◆ Task objective ◆
From the entries below, list each line with "kind".

◆ Entries taken from a collection ◆
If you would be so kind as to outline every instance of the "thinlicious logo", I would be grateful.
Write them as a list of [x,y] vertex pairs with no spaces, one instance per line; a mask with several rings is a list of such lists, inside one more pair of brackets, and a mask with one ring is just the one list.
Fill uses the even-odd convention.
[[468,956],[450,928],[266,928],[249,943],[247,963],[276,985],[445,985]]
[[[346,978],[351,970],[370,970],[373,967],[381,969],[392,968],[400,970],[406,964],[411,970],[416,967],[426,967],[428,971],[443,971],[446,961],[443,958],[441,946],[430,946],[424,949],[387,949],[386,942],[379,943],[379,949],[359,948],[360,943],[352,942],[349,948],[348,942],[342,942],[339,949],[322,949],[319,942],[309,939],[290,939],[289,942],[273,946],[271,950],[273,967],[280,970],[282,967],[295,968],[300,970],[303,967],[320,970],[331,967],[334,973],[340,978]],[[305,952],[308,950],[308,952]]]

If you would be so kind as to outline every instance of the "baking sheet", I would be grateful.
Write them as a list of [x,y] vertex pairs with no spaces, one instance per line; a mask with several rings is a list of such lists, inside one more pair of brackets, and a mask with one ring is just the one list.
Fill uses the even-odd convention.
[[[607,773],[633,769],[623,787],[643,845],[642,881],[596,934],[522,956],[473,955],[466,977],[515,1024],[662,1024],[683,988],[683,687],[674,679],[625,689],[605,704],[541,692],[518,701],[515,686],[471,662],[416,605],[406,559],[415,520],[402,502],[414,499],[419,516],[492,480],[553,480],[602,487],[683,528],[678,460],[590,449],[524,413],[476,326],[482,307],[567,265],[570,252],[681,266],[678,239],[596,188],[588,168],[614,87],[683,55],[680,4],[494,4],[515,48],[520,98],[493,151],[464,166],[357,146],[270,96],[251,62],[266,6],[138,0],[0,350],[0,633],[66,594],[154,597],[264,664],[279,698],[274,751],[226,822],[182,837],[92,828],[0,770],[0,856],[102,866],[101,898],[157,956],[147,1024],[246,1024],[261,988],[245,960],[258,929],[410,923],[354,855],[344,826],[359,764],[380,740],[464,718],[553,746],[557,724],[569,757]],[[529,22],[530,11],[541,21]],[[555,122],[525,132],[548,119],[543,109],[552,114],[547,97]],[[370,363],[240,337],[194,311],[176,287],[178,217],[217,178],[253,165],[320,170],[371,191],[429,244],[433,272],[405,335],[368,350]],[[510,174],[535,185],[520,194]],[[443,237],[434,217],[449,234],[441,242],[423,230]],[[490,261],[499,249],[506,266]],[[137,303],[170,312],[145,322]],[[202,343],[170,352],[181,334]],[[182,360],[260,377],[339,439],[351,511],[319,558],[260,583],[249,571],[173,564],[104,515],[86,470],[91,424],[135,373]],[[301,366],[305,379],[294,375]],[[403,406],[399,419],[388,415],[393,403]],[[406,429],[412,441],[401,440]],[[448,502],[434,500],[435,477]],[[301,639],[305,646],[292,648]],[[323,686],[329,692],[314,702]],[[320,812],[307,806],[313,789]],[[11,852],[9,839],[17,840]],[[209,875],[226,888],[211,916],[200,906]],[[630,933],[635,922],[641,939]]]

◆ Output for this task ◆
If you would be so kind as to outline every instance of the "thinlicious logo", I would be grateful.
If you would be so kind as to outline every instance of the "baking sheet", I would be grateful.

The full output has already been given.